→ **COMPLETE THE FOLLOWING**
1. Write out the passage about Helen word for word, starting with "But that’s not" and going on through "my own retirement.".
2. Reproduce the rows of the data file exactly, starting with the line that contains "Reviewer note: check that each instance of the flat" and going on through the final row.

Ted babysat the dogs, and I headed for Georgia.  My original intent was to visit my very best friend in all the world – Helen McCorvey – and her husband Paul.  I did that, but I also got to spend time with cousin Wanda in Sylvester, spend two nights with wonderful friends Dawn and her husband Stevie – AND got to see tons of friends at the ri’vah (where we lived for many years before we moved to Florida).  It was a very special few days, and I arrived home Sunday afternoon with my heart overflowing with the joy of friendships that never change – regardless of how much time has passed since we’ve even been in the same state.

Helen was my Junior year English teacher at Worth County High School in Sylvester GA.  Paul taught me World History.  Neither had been long out of college.  It was Paul’s fourth year teaching and Helen’s second.  Paul made history as exciting as it could be for this girl who hates history, but the time I spent in Helen’s class changed my life forever.  She taught words and language and expression with a passion I’d never heard before.  She opened the world of writing to me and planted the seed that took years to germinate into a blog – but germinate it did, and I have Helen to thank for that.

But that’s not where the story ends.  In the late 80’s I was a single mom working in a bank when Helen was named Public Information Director for the Dougherty County School System in Albany GA.  I heard she was looking for a secretary and called her, even though we hadn’t spoken in almost 20 years.  I told her who I was, said I’d heard she needed a secretary and that I was interested in the job.  She said, “Can you type?”  I said, “Yes, I can.”  She said, “You’re hired.”

And so a relationship, which began in a high school English class, has now spanned over 50 years.  I worked for Helen until she retired, and what I learned from her over those years qualified me to take not her place (nobody could) – but her position in the school system, where I worked until my own retirement.

Part of a data file
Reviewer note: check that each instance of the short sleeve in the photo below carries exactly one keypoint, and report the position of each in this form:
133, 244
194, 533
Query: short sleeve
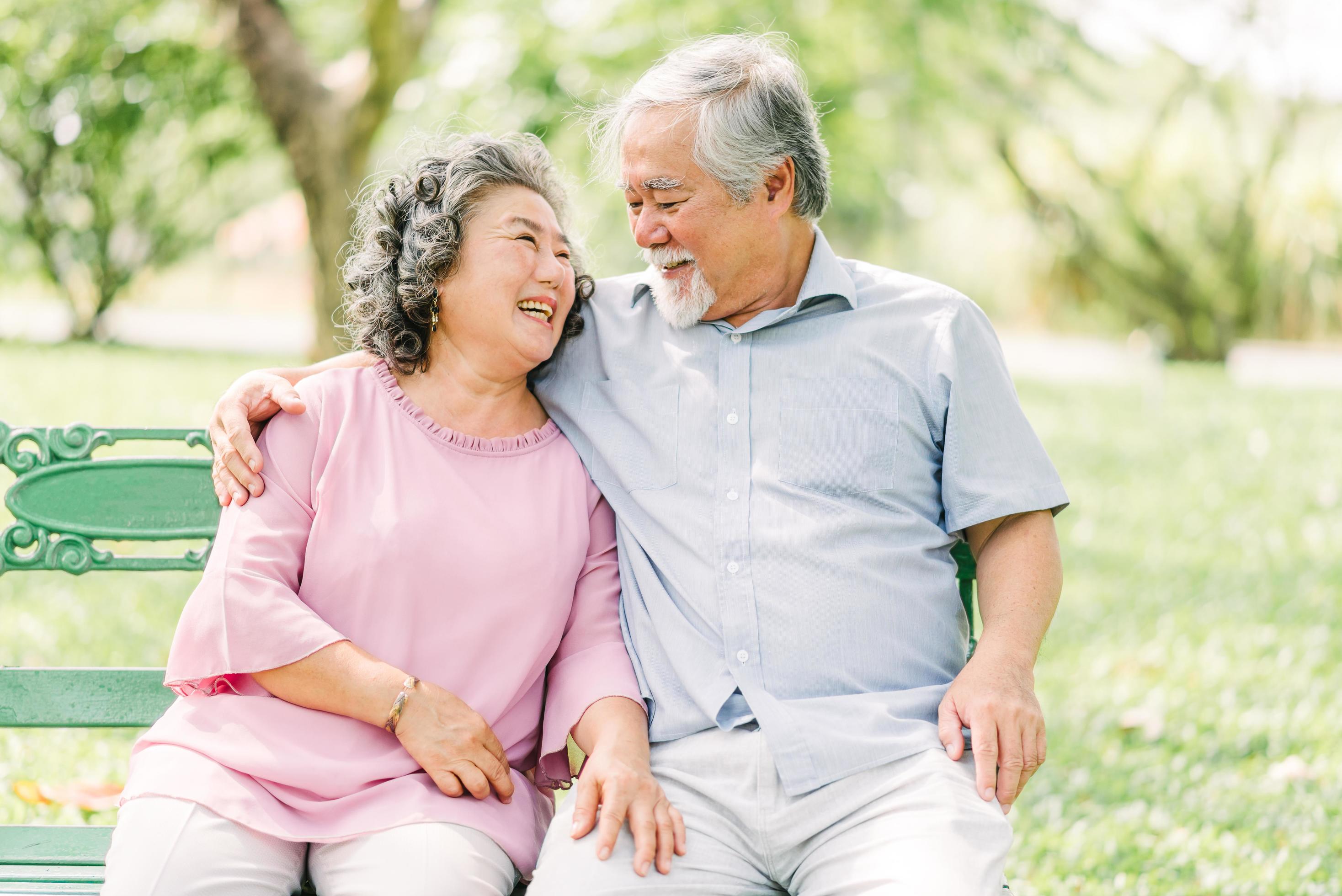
992, 462
591, 661
246, 613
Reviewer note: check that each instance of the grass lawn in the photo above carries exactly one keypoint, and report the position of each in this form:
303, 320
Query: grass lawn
1192, 681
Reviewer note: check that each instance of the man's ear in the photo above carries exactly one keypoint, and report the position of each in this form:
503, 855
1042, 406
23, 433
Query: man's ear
780, 184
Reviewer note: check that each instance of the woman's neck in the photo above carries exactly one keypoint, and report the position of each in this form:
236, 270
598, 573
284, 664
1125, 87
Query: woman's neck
458, 395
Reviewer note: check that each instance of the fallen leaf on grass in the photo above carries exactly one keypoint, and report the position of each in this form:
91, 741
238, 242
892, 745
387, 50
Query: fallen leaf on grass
91, 796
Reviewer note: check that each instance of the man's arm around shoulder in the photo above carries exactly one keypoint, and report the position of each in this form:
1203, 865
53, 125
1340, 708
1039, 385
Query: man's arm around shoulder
245, 408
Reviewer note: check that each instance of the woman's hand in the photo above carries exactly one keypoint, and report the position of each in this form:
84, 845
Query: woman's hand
619, 780
454, 745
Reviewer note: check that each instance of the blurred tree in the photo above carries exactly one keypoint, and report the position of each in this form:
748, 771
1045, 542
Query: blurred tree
326, 117
1191, 206
118, 124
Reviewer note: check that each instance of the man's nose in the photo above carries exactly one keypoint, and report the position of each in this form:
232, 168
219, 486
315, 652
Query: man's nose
649, 230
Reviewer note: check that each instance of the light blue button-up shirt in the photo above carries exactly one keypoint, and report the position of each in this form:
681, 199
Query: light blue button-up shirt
788, 493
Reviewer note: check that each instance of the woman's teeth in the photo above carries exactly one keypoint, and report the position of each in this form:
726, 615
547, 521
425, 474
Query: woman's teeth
538, 310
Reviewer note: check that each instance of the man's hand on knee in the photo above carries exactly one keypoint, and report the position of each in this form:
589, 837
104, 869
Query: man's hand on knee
996, 702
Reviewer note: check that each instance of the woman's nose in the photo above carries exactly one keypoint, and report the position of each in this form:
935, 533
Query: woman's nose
551, 270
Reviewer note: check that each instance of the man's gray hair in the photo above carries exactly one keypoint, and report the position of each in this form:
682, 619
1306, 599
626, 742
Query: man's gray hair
752, 108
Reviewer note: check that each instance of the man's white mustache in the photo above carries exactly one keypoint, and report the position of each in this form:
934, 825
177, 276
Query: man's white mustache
662, 258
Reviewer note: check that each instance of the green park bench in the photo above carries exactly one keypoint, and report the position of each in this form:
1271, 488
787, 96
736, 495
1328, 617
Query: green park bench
64, 502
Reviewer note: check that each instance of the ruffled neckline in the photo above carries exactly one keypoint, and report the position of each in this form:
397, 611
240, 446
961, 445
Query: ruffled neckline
473, 444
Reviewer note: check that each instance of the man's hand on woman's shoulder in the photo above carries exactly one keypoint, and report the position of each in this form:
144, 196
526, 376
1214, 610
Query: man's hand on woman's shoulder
245, 408
240, 416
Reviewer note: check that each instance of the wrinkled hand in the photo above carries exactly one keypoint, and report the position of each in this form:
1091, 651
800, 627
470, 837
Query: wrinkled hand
240, 416
995, 699
454, 745
619, 780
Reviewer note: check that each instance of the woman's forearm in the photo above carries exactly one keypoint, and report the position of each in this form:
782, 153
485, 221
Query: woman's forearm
612, 722
340, 678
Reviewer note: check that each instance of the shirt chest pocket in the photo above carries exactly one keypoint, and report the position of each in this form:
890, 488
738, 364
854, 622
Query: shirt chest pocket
633, 432
839, 435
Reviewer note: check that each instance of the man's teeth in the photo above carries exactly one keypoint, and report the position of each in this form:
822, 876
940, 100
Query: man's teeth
538, 310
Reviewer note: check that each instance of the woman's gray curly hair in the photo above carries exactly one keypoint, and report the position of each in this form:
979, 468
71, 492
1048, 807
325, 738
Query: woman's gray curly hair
409, 235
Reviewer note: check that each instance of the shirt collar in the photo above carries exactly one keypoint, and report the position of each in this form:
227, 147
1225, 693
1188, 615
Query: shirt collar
826, 277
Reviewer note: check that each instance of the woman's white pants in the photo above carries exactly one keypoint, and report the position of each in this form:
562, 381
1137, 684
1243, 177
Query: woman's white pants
176, 848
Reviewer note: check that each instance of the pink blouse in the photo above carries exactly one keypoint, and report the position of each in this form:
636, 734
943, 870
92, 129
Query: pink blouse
484, 565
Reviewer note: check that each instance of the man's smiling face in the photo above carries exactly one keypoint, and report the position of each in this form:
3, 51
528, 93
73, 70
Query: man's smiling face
689, 227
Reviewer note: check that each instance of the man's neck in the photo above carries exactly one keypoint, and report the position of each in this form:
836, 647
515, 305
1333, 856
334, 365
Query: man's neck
799, 239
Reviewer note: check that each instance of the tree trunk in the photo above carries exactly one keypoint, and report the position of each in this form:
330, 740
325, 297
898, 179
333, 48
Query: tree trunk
328, 133
329, 220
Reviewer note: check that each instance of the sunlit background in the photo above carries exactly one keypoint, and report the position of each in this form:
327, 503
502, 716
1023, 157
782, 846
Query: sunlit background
1145, 195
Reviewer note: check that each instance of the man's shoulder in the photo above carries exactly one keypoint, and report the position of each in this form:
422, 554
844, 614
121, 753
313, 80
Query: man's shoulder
878, 285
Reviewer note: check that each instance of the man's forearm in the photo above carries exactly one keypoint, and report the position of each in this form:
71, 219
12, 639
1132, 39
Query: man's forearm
348, 360
612, 721
1020, 579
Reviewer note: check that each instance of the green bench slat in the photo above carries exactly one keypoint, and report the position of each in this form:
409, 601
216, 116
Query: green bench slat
52, 874
48, 887
82, 698
54, 844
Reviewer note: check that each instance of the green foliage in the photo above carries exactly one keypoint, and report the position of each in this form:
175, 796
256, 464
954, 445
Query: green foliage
1192, 678
976, 141
127, 137
1191, 206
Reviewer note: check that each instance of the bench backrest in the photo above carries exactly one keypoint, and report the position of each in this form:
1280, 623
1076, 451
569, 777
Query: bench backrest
64, 501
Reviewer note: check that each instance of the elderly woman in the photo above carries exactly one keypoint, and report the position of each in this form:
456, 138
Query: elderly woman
389, 648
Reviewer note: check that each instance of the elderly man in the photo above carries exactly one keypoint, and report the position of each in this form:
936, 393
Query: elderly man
792, 443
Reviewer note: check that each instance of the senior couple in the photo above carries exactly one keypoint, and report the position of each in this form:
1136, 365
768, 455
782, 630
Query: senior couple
706, 506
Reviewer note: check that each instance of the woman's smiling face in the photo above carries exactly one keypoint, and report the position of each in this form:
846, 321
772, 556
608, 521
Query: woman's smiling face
513, 289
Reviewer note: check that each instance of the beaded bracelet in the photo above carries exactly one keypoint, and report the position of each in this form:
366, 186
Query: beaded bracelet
395, 715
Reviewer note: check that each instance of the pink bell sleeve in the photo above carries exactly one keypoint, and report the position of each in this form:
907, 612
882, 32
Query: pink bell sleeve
591, 661
246, 615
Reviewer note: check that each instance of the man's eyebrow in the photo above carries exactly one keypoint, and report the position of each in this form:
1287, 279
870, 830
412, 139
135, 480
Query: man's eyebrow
534, 226
655, 183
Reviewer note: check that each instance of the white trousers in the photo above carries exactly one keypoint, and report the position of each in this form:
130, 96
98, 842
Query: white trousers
911, 827
175, 848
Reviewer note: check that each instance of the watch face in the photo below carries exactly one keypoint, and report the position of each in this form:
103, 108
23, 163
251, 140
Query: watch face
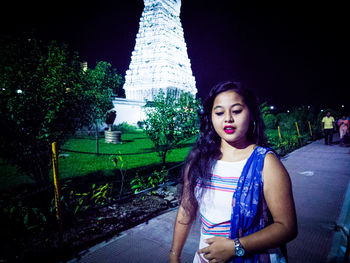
240, 252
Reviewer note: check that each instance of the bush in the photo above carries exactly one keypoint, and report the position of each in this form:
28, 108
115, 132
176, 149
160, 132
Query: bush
125, 127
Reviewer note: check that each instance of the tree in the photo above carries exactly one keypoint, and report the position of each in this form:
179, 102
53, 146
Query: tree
44, 97
171, 121
102, 81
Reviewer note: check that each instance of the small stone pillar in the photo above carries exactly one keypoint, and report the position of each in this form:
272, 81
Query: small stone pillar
113, 136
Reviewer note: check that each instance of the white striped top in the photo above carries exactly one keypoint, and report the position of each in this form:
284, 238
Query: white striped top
215, 207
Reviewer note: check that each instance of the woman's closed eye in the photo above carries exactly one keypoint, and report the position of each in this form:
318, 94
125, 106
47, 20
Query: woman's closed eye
236, 111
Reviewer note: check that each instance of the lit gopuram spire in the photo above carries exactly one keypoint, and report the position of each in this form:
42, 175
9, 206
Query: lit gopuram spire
159, 60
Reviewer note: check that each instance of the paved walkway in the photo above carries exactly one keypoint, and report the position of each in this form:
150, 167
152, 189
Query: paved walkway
320, 176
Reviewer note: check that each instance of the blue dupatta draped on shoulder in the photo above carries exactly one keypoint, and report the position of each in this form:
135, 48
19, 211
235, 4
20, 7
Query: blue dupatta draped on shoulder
250, 213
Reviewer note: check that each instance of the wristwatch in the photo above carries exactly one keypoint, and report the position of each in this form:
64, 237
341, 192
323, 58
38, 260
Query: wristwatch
239, 248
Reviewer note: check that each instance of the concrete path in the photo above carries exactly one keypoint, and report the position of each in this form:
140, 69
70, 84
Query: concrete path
320, 175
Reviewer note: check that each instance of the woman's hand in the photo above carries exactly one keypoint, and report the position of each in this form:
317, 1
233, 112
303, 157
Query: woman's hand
174, 259
220, 249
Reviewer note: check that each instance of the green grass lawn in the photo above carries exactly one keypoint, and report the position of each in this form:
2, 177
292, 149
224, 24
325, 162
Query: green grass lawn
72, 164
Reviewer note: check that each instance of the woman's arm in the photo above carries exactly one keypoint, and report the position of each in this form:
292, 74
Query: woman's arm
183, 223
279, 198
182, 228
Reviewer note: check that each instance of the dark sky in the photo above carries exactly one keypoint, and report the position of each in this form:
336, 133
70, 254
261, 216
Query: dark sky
289, 54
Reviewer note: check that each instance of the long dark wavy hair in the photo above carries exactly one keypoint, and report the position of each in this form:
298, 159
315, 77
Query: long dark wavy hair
206, 151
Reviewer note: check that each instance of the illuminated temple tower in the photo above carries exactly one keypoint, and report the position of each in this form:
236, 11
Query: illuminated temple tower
159, 60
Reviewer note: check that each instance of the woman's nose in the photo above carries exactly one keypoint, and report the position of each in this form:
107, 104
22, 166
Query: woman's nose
228, 118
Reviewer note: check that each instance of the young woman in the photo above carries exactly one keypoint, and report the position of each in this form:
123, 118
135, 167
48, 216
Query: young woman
343, 124
239, 187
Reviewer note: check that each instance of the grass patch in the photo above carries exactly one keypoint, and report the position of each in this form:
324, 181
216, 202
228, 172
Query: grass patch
78, 164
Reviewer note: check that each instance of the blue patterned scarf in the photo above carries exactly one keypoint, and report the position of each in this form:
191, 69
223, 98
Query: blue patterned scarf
250, 213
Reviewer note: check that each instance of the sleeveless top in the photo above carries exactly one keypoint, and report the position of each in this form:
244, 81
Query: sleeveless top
233, 205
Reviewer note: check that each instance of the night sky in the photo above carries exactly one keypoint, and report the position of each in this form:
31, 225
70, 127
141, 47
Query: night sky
289, 54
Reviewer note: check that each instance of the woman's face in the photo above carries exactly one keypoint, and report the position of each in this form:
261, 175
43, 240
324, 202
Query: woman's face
230, 117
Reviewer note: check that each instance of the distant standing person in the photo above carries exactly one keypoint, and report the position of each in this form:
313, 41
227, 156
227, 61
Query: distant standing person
343, 124
328, 125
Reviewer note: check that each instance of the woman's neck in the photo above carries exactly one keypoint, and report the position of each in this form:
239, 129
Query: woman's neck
237, 152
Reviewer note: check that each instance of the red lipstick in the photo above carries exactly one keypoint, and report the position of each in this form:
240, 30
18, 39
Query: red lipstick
229, 129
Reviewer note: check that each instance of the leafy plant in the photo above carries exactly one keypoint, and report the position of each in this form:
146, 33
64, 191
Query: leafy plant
122, 169
142, 183
171, 120
45, 95
98, 196
15, 213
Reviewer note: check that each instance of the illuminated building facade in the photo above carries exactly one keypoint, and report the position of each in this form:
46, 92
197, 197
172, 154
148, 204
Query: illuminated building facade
159, 60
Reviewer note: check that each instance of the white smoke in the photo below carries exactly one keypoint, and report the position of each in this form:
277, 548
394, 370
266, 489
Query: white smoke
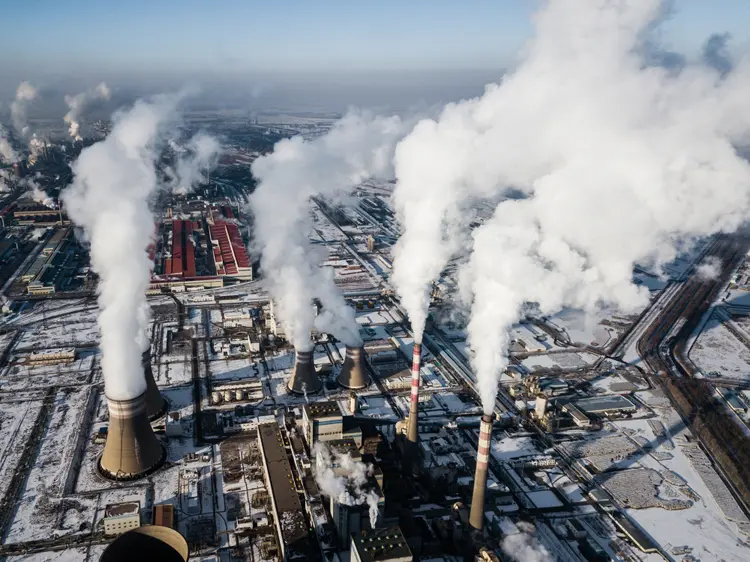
524, 546
356, 148
76, 105
343, 478
618, 163
202, 153
109, 198
7, 154
38, 194
25, 94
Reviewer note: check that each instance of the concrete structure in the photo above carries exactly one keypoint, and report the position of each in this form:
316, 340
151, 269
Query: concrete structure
156, 405
322, 421
132, 450
353, 374
304, 380
476, 518
380, 545
289, 516
121, 517
353, 519
148, 542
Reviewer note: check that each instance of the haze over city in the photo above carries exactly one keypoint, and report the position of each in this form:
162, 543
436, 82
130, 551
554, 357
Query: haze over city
379, 282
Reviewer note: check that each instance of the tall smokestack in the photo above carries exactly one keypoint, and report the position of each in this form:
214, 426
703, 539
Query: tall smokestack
132, 450
304, 379
476, 518
353, 374
156, 405
413, 434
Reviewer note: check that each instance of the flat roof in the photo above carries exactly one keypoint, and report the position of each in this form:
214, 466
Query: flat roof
121, 509
598, 404
326, 409
381, 544
286, 501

→ **ANSWERS BELOW**
1.
But that’s not where the story ends.  In the late 80’s I was a single mom working in a bank when Helen was named Public Information Director for the Dougherty County School System in Albany GA.  I heard she was looking for a secretary and called her, even though we hadn’t spoken in almost 20 years.  I told her who I was, said I’d heard she needed a secretary and that I was interested in the job.  She said, “Can you type?”  I said, “Yes, I can.”  She said, “You’re hired.”

And so a relationship, which began in a high school English class, has now spanned over 50 years.  I worked for Helen until she retired, and what I learned from her over those years qualified me to take not her place (nobody could) – but her position in the school system, where I worked until my own retirement.

2.
Reviewer note: check that each instance of the flat roof in the photo above carries exactly one keypoint, and report the position of each in this form:
214, 466
Query: flat roof
121, 509
598, 404
326, 409
381, 544
286, 501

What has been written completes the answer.